The problem:
Your answer should be the data below, reproduced with nothing changed.

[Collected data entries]
Start of Block

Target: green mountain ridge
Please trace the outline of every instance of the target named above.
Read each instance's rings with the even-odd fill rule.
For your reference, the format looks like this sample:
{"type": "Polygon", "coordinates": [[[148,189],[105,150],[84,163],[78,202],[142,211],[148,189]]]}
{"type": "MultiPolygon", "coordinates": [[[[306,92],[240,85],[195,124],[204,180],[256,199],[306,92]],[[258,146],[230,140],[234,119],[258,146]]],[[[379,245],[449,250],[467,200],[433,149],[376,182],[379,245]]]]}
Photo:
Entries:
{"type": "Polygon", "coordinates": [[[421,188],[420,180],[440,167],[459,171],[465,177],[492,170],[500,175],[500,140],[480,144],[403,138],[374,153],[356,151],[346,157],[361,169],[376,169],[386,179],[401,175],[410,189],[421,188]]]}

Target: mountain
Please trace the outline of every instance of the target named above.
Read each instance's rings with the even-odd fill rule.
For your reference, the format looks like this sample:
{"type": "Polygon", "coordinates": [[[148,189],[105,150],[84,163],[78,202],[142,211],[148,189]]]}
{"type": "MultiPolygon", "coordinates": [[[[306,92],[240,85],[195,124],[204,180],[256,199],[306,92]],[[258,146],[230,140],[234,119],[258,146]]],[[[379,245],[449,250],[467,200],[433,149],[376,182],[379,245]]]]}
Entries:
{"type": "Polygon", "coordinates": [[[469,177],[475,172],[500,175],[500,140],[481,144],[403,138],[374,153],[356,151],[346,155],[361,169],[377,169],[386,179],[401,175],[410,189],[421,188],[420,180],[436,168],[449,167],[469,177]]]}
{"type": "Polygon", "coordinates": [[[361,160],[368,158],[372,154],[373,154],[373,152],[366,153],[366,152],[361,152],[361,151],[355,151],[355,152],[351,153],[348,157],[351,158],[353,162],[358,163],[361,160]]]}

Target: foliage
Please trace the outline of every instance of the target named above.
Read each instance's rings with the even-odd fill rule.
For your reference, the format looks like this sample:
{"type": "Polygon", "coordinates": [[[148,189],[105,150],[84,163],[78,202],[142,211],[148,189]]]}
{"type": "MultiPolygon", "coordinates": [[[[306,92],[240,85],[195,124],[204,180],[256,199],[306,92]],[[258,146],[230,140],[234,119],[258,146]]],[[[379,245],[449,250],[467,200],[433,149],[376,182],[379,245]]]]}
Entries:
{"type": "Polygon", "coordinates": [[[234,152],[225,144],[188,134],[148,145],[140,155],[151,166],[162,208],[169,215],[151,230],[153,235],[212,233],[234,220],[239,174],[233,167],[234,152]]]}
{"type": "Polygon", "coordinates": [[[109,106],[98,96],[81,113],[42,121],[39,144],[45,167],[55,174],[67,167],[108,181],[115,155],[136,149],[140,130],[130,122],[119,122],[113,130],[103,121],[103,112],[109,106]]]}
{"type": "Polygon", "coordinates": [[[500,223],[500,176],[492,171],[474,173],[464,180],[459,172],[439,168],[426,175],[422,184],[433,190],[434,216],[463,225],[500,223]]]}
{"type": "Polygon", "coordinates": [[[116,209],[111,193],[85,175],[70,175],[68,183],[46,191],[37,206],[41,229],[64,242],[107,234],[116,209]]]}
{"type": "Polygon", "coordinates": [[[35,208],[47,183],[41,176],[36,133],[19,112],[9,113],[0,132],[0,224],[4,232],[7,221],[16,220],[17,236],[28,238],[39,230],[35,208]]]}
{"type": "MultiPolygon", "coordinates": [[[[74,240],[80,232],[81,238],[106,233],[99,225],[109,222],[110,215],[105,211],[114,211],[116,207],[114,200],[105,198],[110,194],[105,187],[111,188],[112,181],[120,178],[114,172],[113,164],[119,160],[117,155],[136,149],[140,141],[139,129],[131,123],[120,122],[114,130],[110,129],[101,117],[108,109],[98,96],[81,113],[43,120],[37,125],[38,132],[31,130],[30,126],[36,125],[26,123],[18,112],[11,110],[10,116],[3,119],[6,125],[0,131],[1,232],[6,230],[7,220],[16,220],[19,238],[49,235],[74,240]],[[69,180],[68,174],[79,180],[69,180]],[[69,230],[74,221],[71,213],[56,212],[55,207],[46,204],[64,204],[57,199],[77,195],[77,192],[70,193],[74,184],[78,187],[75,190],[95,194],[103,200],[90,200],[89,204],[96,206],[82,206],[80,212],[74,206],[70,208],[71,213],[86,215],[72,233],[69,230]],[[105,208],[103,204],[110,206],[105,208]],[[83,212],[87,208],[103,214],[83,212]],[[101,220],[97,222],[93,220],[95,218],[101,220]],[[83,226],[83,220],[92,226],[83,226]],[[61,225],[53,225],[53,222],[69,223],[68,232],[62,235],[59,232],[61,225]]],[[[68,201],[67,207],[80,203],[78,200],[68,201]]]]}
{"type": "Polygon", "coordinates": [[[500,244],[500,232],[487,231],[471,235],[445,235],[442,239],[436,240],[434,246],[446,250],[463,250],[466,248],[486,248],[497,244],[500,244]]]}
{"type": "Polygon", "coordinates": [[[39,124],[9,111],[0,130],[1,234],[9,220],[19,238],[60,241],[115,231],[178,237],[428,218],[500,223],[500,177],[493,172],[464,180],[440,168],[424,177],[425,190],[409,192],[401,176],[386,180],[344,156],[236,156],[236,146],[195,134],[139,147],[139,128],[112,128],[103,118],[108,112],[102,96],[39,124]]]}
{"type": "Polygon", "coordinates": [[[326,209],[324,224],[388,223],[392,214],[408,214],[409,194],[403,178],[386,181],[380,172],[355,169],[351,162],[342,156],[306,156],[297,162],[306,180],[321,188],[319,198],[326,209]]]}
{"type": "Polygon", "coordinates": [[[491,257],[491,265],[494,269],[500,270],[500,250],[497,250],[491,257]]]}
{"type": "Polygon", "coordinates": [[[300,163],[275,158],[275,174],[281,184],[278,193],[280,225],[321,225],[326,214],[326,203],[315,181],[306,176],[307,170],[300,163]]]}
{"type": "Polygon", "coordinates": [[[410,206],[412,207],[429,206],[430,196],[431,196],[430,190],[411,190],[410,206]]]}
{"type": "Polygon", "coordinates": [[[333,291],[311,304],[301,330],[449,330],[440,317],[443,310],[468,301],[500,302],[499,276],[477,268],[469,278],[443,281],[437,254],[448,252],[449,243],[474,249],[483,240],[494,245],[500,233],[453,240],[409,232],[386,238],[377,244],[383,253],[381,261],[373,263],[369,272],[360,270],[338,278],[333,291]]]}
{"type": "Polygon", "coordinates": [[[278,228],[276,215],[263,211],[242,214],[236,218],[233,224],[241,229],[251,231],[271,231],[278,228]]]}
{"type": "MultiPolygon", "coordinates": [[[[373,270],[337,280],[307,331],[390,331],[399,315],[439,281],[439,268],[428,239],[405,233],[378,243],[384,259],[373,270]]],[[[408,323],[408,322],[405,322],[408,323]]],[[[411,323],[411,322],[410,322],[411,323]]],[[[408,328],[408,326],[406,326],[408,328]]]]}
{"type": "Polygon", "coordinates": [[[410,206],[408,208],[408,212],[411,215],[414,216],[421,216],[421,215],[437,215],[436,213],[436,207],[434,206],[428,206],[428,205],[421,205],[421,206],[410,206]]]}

End of Block

Result:
Target: green mountain ridge
Please trace the outline of every instance of the target named above.
Read each instance's rings with the even-odd fill rule.
For your reference, the format looks like this sample:
{"type": "Polygon", "coordinates": [[[148,189],[105,150],[84,163],[78,202],[142,211],[148,189]]]}
{"type": "MultiPolygon", "coordinates": [[[[306,92],[240,85],[195,124],[204,180],[256,199],[306,92]],[[258,146],[230,140],[234,119],[258,146]]],[[[379,245],[449,250],[467,200],[433,149],[376,182],[379,245]]]]}
Photo:
Entries:
{"type": "Polygon", "coordinates": [[[421,188],[420,180],[440,167],[459,171],[465,177],[492,170],[500,175],[500,140],[480,144],[403,138],[374,153],[356,151],[346,157],[361,169],[376,169],[386,179],[401,175],[410,189],[421,188]]]}

Target: mountain
Please trace the outline of every instance of the target named above.
Read each instance's rings with the even-odd fill rule.
For your reference, the format looks like this sample:
{"type": "Polygon", "coordinates": [[[148,189],[105,150],[84,163],[78,202],[142,211],[148,189]]]}
{"type": "MultiPolygon", "coordinates": [[[[306,92],[240,85],[195,124],[204,180],[256,199],[306,92]],[[258,146],[230,140],[234,119],[258,146]]],[[[379,245],[449,250],[467,200],[433,149],[376,182],[379,245]]]]}
Entries:
{"type": "Polygon", "coordinates": [[[469,177],[475,172],[500,175],[500,140],[481,144],[403,138],[374,153],[356,151],[346,155],[361,169],[377,169],[386,179],[401,175],[410,189],[421,188],[420,180],[436,168],[449,167],[469,177]]]}
{"type": "Polygon", "coordinates": [[[361,160],[368,158],[372,154],[373,154],[373,152],[366,153],[366,152],[361,152],[361,151],[355,151],[355,152],[351,153],[348,157],[351,158],[353,162],[358,163],[361,160]]]}

Target: foliage
Please trace the outline of every instance of the target named above.
Read each instance's rings with the even-odd fill rule.
For your reference, the format looks like this sample:
{"type": "Polygon", "coordinates": [[[148,189],[105,150],[84,163],[78,202],[142,211],[148,189]]]}
{"type": "MultiPolygon", "coordinates": [[[[306,92],[240,85],[195,124],[204,180],[256,199],[306,92]],[[258,146],[230,140],[234,119],[258,146]]],[[[379,245],[449,250],[467,200],[433,149],[376,182],[379,245]]]]}
Entries:
{"type": "Polygon", "coordinates": [[[234,152],[225,144],[188,134],[148,145],[140,155],[151,166],[162,208],[169,215],[151,230],[153,235],[212,233],[234,220],[239,174],[233,167],[234,152]]]}
{"type": "Polygon", "coordinates": [[[109,106],[98,96],[81,113],[42,121],[39,144],[45,167],[55,174],[67,167],[108,181],[115,155],[136,149],[140,130],[130,122],[119,122],[113,130],[103,121],[103,112],[109,106]]]}
{"type": "Polygon", "coordinates": [[[500,223],[500,176],[492,171],[474,173],[464,180],[459,172],[439,168],[426,175],[422,184],[433,190],[434,216],[463,225],[500,223]]]}
{"type": "Polygon", "coordinates": [[[116,209],[111,193],[85,175],[70,175],[68,183],[46,191],[37,206],[41,229],[64,242],[107,234],[116,209]]]}
{"type": "Polygon", "coordinates": [[[35,208],[47,183],[41,176],[36,133],[19,112],[9,113],[0,132],[0,224],[4,232],[7,221],[16,220],[17,236],[28,238],[39,230],[35,208]]]}
{"type": "MultiPolygon", "coordinates": [[[[74,240],[80,232],[81,238],[106,233],[99,225],[109,222],[110,215],[105,211],[114,211],[116,207],[114,200],[105,198],[110,194],[105,187],[111,188],[112,181],[120,178],[114,172],[113,164],[119,160],[117,155],[136,149],[140,141],[139,129],[131,123],[120,122],[114,130],[110,129],[101,117],[108,109],[98,96],[81,113],[43,120],[37,125],[38,132],[31,130],[30,126],[36,125],[26,123],[18,112],[11,110],[10,116],[3,119],[6,125],[0,131],[1,232],[6,230],[7,220],[16,220],[19,238],[49,235],[74,240]],[[69,180],[68,174],[79,180],[69,180]],[[69,230],[74,221],[71,213],[56,212],[55,207],[46,204],[64,204],[57,199],[77,195],[77,192],[70,193],[74,184],[78,187],[75,190],[95,194],[103,200],[90,200],[89,204],[96,206],[82,206],[80,212],[74,206],[70,208],[71,213],[86,215],[72,233],[69,230]],[[105,208],[103,204],[110,206],[105,208]],[[83,212],[87,208],[103,214],[83,212]],[[101,220],[97,222],[93,220],[95,218],[101,220]],[[83,226],[83,220],[92,226],[83,226]],[[61,225],[53,225],[53,222],[69,223],[68,232],[62,235],[59,232],[61,225]]],[[[68,201],[67,207],[80,203],[78,200],[68,201]]]]}
{"type": "Polygon", "coordinates": [[[500,244],[500,232],[487,231],[471,235],[445,235],[442,239],[436,240],[434,246],[446,250],[463,250],[466,248],[486,248],[497,244],[500,244]]]}
{"type": "Polygon", "coordinates": [[[39,124],[9,111],[0,130],[1,234],[9,220],[19,238],[60,241],[115,231],[178,237],[428,218],[500,223],[500,177],[493,172],[464,180],[440,168],[424,177],[425,190],[409,192],[401,176],[386,180],[344,156],[236,156],[236,146],[195,134],[139,147],[139,128],[112,128],[103,118],[108,112],[102,96],[39,124]]]}
{"type": "Polygon", "coordinates": [[[326,209],[324,224],[388,223],[392,214],[408,214],[409,194],[403,178],[386,181],[380,172],[355,169],[351,162],[342,156],[306,156],[297,162],[306,180],[321,188],[319,198],[326,209]]]}
{"type": "Polygon", "coordinates": [[[491,257],[491,265],[494,269],[500,270],[500,250],[497,250],[491,257]]]}
{"type": "Polygon", "coordinates": [[[300,163],[275,158],[275,174],[281,184],[278,193],[280,225],[321,225],[326,214],[326,203],[315,181],[306,176],[307,170],[300,163]]]}
{"type": "Polygon", "coordinates": [[[410,206],[412,207],[429,206],[430,196],[431,196],[430,190],[411,190],[410,206]]]}
{"type": "Polygon", "coordinates": [[[333,291],[311,304],[301,330],[449,330],[440,317],[443,310],[468,301],[500,302],[499,276],[477,268],[469,278],[443,281],[437,254],[448,252],[449,243],[474,249],[483,240],[494,245],[500,233],[453,240],[409,232],[386,238],[377,244],[383,253],[381,261],[373,263],[369,272],[360,270],[338,278],[333,291]]]}
{"type": "Polygon", "coordinates": [[[278,228],[276,215],[263,211],[242,214],[236,218],[233,224],[241,229],[251,231],[271,231],[278,228]]]}
{"type": "MultiPolygon", "coordinates": [[[[373,270],[337,280],[307,331],[390,331],[399,315],[439,281],[439,268],[428,239],[405,233],[378,243],[384,259],[373,270]]],[[[408,323],[408,322],[405,322],[408,323]]],[[[411,323],[411,322],[410,322],[411,323]]],[[[408,328],[408,326],[406,326],[408,328]]]]}
{"type": "Polygon", "coordinates": [[[410,206],[408,208],[408,212],[411,215],[414,216],[421,216],[421,215],[437,215],[436,213],[436,207],[434,206],[428,206],[428,205],[421,205],[421,206],[410,206]]]}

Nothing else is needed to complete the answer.